> **Challenge**
Copy the records below word for word, leaving out the pictures.

> **Point-based annotation data**
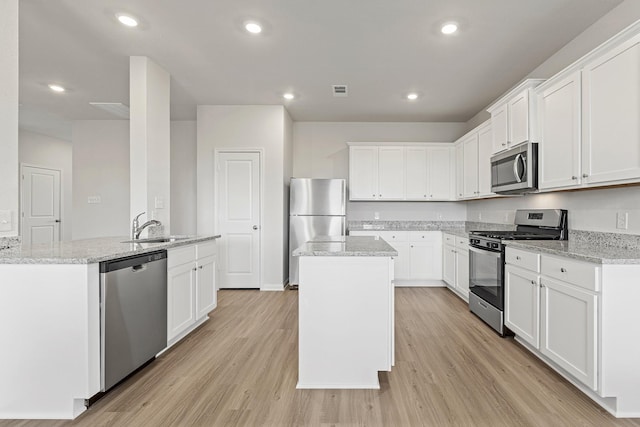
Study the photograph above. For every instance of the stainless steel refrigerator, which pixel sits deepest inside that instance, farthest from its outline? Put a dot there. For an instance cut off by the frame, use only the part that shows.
(317, 207)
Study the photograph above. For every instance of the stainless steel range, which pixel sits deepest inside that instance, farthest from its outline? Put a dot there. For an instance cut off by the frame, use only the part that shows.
(486, 260)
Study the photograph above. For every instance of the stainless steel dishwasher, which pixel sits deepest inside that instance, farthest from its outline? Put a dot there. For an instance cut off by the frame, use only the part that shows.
(133, 314)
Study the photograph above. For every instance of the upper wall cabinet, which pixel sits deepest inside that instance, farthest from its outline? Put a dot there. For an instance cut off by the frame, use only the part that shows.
(513, 116)
(588, 118)
(415, 172)
(473, 152)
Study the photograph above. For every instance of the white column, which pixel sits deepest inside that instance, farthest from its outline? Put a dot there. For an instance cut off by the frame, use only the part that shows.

> **Full answer**
Study the photograph above. For every instance of the stainless steel refrigerator, which pixel sits deepest inside that instance, farthest from its outline? Put a dot there. For an instance cut off by the frame, use only the part that shows.
(317, 207)
Study the photograph above. For every instance of the stainless steel range, which pixel sits deepest inside that instance, farthest from its outline? Put a dot there. For an instance cut off by the frame, use only the part that shows.
(486, 260)
Study the photograph above. For every instance of the stainless steel dishwasher, which pixel sits deepest inside that instance, farthest from its outline? Put a dot there. For an instance cut off by the frame, use only the part that shows.
(133, 314)
Study the photograph above. For every instance of the upper wall cabinet, which pixel sits deepest inside that instance, farthest from its outline? Put a dot there. For an instance cut off by the frame, use only the part that shows.
(513, 116)
(588, 118)
(415, 172)
(473, 152)
Study the photograph above. For every instance of the white column, which pixel sits deepest inside that instance, farthest from its outline? Put a dot there. For an instance cut off by the frame, use only the part that shows.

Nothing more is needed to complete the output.